[Passage to read Boundary: Start]
Mar 14, 2017 | Atlanta, GA
Angelique Johnson competed in a relatively new invention competition during her junior year in high school.
She and two classmates from North Oconee High School in Bogart, Ga., came up with the concept for “Melanomapp,” an app to educate, prevent and diagnose melanoma. Their idea was for people to take pictures of moles on their body, and an algorithm would determine whether they changed shape and color over time. The app would also connect patients with dermatologists.
The team’s idea won Georgia Tech’s 2014 InVenture Challenge, which encourages K-12 students to identify real-world problems and test solutions while exposing them to engineering and entrepreneurship. It is an extension of the Institute’s annual InVenture Prize, which awards cash prizes and fosters students’ interest in innovation and startups.
The K-12 competition changed Johnson’s education path.
“Georgia Tech was not on my college radar at all, but after the InVenture Challenge there was nowhere else I wanted to go,” said Johnson, who is now in her second year at Tech studying biomedical engineering. “It was pretty amazing that Georgia Tech was open to giving me experiences in research and entrepreneurship when I was still in high school. Who does that?”
The InVenture Challenge was piloted during the 2012-13 school year at just two schools. This year more than 2,000 students from more than 60 schools participated, said Roxanne Moore, a Georgia Tech research engineer who runs the program.
[Passage to read Boundary: End]
**Questions:**
1 – According to the article on the InVenture Challenge, why did Angelique Johnson end up choosing Georgia Tech? Answer in one to three sentences.
2 – In the article on the InVenture Challenge, how many students and schools took part this year?
[Record extracts Boundary: Start]
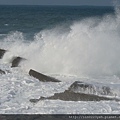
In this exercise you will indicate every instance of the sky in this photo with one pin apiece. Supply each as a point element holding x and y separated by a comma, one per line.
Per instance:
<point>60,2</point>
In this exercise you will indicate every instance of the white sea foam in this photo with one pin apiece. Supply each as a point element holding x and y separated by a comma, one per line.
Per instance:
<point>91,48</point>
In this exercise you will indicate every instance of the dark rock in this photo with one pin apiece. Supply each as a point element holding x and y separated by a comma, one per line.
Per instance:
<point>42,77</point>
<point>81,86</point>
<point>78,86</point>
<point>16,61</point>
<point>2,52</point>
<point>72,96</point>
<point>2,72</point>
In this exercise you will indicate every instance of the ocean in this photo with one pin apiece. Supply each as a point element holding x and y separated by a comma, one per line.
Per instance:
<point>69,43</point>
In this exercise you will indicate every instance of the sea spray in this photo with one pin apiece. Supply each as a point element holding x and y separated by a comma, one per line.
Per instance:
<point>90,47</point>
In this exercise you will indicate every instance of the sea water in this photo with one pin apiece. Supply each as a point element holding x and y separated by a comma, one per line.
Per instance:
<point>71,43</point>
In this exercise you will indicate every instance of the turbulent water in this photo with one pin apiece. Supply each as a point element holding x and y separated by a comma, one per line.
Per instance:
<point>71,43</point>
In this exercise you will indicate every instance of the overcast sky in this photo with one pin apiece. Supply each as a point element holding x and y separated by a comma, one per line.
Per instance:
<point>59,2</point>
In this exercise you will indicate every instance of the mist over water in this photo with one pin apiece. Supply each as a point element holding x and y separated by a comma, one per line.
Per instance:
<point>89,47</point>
[Record extracts Boundary: End]
[Record extracts Boundary: Start]
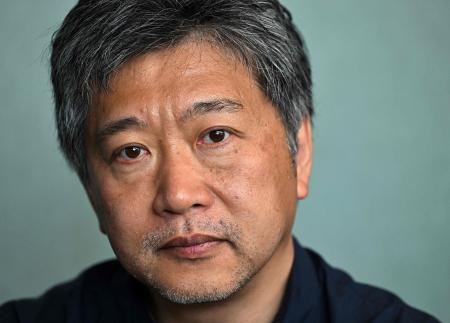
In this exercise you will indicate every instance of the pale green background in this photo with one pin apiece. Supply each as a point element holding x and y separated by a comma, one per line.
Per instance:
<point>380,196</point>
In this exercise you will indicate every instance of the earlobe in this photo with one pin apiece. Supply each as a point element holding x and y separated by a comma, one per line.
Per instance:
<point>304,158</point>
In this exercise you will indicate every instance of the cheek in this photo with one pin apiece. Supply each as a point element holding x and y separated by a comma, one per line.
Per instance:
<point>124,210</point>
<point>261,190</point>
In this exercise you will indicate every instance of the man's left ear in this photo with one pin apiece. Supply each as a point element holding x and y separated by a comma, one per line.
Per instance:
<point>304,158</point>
[Record extracts Boundary: End]
[Record extracts Boundary: Start]
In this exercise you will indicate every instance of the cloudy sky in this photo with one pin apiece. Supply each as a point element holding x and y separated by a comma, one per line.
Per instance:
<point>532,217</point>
[Record extracts Boundary: End]
**Task solutions:**
1 – Georgia Tech had not been on her college radar, but after the InVenture Challenge she wanted to go nowhere else. She found it amazing that the school gave her experiences in research and entrepreneurship while she was still in high school.

2 – More than 2,000 students from more than 60 schools.